### [What you are asked to do]
Copy out the entries in full and with complete accuracy; pictures are excluded.

### [Provided material]
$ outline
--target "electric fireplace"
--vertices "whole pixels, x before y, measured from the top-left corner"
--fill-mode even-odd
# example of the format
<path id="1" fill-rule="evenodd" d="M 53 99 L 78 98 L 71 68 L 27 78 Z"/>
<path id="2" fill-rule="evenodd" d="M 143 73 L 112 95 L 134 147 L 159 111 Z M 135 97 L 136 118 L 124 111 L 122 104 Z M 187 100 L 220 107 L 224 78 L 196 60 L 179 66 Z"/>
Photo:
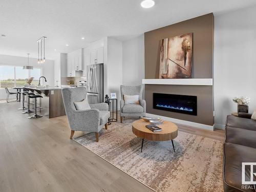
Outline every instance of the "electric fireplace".
<path id="1" fill-rule="evenodd" d="M 195 96 L 154 93 L 153 108 L 197 115 L 197 97 Z"/>

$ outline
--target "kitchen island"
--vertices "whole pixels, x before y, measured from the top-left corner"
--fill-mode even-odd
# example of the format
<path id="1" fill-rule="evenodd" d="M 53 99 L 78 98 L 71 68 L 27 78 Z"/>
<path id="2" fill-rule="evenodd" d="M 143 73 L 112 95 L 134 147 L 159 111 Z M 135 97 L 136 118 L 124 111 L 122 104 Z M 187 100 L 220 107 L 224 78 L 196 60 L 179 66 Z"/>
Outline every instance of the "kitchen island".
<path id="1" fill-rule="evenodd" d="M 24 87 L 24 89 L 33 93 L 39 94 L 42 97 L 41 98 L 41 115 L 49 118 L 66 115 L 61 88 Z"/>

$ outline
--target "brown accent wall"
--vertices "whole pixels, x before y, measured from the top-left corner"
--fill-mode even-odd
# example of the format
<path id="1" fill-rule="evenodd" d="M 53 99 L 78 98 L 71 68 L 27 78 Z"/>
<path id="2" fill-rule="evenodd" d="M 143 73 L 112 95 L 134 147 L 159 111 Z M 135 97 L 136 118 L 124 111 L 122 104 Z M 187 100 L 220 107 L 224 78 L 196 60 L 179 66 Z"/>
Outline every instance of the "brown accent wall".
<path id="1" fill-rule="evenodd" d="M 191 32 L 193 33 L 192 78 L 212 78 L 214 29 L 214 15 L 209 13 L 145 33 L 145 78 L 158 78 L 161 39 Z M 154 109 L 153 93 L 197 96 L 198 115 Z M 147 113 L 207 125 L 214 124 L 212 86 L 146 85 L 145 99 Z"/>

### [Full solution]
$ outline
--target "electric fireplace"
--vertices "whole pixels, x before y, measured from the top-left corner"
--fill-mode even-odd
# example of the format
<path id="1" fill-rule="evenodd" d="M 53 99 L 78 98 L 71 68 L 27 78 Z"/>
<path id="2" fill-rule="evenodd" d="M 143 73 L 112 95 L 134 147 L 159 111 Z M 135 97 L 136 118 L 124 111 L 122 104 Z M 187 100 L 220 107 L 224 78 L 196 60 L 179 66 Z"/>
Photo:
Outline every instance of the "electric fireplace".
<path id="1" fill-rule="evenodd" d="M 195 96 L 154 93 L 153 108 L 197 115 L 197 97 Z"/>

$ outline
--target "kitchen island"
--vertices "whole pixels, x before y, measured from the top-left corner"
--fill-mode even-odd
# example of the format
<path id="1" fill-rule="evenodd" d="M 53 99 L 78 98 L 71 68 L 27 78 Z"/>
<path id="2" fill-rule="evenodd" d="M 143 73 L 112 95 L 134 147 L 159 111 Z M 135 97 L 136 118 L 124 111 L 122 104 Z M 187 100 L 220 107 L 224 78 L 196 60 L 179 66 Z"/>
Outline every instance of the "kitchen island".
<path id="1" fill-rule="evenodd" d="M 24 87 L 24 89 L 33 93 L 39 94 L 42 97 L 41 98 L 41 115 L 49 118 L 66 115 L 61 88 Z"/>

$ outline
--target "brown accent wall"
--vertices "whole pixels, x before y, measured from the top-left corner"
--fill-mode even-odd
# example of the format
<path id="1" fill-rule="evenodd" d="M 53 99 L 78 98 L 71 68 L 27 78 Z"/>
<path id="2" fill-rule="evenodd" d="M 143 73 L 112 95 L 134 147 L 159 111 Z M 135 97 L 136 118 L 124 111 L 122 104 Z M 187 100 L 220 107 L 224 78 L 196 60 L 179 66 Z"/>
Outline every instance of the "brown accent wall".
<path id="1" fill-rule="evenodd" d="M 191 32 L 193 33 L 192 78 L 212 78 L 214 29 L 214 15 L 209 13 L 145 33 L 145 78 L 158 78 L 161 39 Z M 154 109 L 153 93 L 197 96 L 198 115 Z M 147 113 L 207 125 L 214 124 L 212 86 L 146 85 L 145 99 Z"/>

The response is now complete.